DIRECTIONS: Below are some records. Print all of them exactly as they appear.

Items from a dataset
----------

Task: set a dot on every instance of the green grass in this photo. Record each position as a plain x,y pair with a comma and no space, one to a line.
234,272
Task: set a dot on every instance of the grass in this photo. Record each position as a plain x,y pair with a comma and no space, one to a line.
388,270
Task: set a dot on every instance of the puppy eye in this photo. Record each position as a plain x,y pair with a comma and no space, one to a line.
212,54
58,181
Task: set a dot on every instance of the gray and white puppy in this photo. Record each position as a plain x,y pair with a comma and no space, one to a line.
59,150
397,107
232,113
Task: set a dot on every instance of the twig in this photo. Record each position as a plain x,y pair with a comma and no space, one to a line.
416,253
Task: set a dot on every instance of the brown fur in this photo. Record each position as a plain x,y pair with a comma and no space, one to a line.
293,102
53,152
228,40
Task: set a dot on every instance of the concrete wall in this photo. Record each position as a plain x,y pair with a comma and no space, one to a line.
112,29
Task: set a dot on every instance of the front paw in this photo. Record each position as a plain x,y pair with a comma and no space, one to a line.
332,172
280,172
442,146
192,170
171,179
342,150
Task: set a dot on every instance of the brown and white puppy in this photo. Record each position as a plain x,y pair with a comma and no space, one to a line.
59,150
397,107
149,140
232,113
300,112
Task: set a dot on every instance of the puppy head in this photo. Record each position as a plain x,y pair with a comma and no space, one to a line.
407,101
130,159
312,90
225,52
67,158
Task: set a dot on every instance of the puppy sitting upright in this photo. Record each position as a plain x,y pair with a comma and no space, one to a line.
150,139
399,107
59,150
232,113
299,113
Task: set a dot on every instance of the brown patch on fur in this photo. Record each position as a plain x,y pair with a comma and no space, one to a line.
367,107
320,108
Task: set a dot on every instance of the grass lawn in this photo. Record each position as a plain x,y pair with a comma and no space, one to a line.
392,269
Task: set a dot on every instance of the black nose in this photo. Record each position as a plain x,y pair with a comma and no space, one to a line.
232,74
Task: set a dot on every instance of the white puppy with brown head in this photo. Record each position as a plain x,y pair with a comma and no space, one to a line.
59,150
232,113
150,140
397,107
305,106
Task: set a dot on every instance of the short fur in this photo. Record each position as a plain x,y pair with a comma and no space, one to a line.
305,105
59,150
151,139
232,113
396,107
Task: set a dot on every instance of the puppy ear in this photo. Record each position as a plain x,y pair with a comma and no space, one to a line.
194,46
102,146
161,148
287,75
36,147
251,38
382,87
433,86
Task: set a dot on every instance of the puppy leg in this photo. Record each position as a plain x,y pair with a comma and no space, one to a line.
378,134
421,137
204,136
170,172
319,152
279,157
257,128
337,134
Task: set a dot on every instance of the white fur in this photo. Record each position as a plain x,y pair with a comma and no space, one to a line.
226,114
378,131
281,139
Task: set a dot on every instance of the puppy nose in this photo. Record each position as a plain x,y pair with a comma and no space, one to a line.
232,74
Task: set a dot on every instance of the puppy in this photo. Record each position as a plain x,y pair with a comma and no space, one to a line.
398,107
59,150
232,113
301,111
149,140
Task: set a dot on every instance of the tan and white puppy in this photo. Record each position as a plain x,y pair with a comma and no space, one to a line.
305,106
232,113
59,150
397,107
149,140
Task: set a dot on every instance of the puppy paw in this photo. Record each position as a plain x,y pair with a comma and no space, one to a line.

----------

RESULT:
Task: set a dot on every instance of the green grass in this photo. Record each position as a plain x,y pair with a comma and no space, one to a line.
234,272
Task: set a dot on every instance of the grass in this photo. Record each position as a plain x,y pair with a comma and no space, one to a line.
388,270
Task: set a dot on every instance of the puppy eye in this photo. Record each position as a plain x,y pair with a comma and no space, one to a line.
212,54
58,181
Task: set a dot on every instance of the gray and white puppy in this photo. Record each position as a plain x,y pair with a comma and no space, one to a line.
59,150
397,107
232,113
Task: set a dot on every instance of the twig in this photo. Record each position as a plain x,y pair with a comma and no space, one to a line.
416,253
Task: set a dot on every instance of the brown fur in this photo. Record each position as a plain x,y pair with a comma and no space, one to a line.
293,102
53,152
228,40
Task: set a dot on every instance of the concrete wall in this photo. Record each position as a plain x,y pair with a comma and no space, one to a line.
112,29
Task: set a dot on every instance of the front paw in this photo. Record each position as a plain x,y pair with a comma and no space, one to a line.
332,172
280,172
442,146
192,170
171,179
342,150
Task: set a dot on every instance of the brown and white puppy in this photo. Record each position as a plain x,y pair with a comma and no space, one to a line.
59,150
397,107
149,140
232,113
300,112
Task: set a dot on every instance of the puppy head in this photo. Record each position as a plain x,y pair with a comma and no space, one to a line.
407,101
130,159
312,90
225,52
67,158
Task: set a dot on every instance of the puppy sitting upright in this photo. Record each position as a plain x,y pair with a comma and no space, one to a line.
150,139
399,107
59,150
232,113
299,113
Task: set a dot on every instance of the brown patch on fur in this photo. Record each position as a plain x,y pair with a comma and no space, one to a line.
367,107
320,108
Task: set a dot on every instance of the grass lawn in this photo. Record each position as a plain x,y pair with a comma and no space, one to a line.
392,269
Task: set a dot on every instance of the black nose in this photo. Record each position as a plain x,y pair with a comma and no space, one to a line.
232,74
Task: set a dot on every instance of the white puppy with brown head in this photo. Record each position as a plain x,y pair with a comma and no space, one to a line.
59,150
232,113
150,140
397,107
305,106
Task: set a dot on every instance of the short fur in this photo. Record each position as a plain x,y pair with a comma and no space, one to a line.
305,105
59,150
151,139
232,113
396,107
Task: set a dot on every instance of the puppy ear in this photo. Record each position as a plain x,y pair with a comma and no space, one to a line.
194,46
102,146
161,148
287,75
36,147
251,38
382,87
433,86
Task: set a dot on every instance of the puppy leg in this photo. Record each position as a plain x,y pair with a comma and no space, one to a line.
378,134
421,137
204,136
170,172
319,152
279,157
257,128
337,134
Task: set a dot on every instance of the white fur in this photo. Record each position as a plain x,y pair with a comma and no space, one to a line.
226,114
378,131
281,139
Task: set a dot on every instance of the puppy nose in this photo. Record each position as a plain x,y pair with a comma and no space, one to a line.
232,74
Task: set a dot on every instance of the puppy in this photo. Record each position as a plain x,y pair with a comma and no space, one to a line.
398,107
59,150
232,113
301,111
149,140
Task: set a dot on every instance of the tan and white puppy in this photo. Record each position as a plain x,y pair with a comma and no space, one to a line.
305,106
232,113
59,150
397,107
149,140
Task: set a dot on every instance of the puppy paw in this photo. Record each position as a plain x,y pair with a comma and no space, one to a line.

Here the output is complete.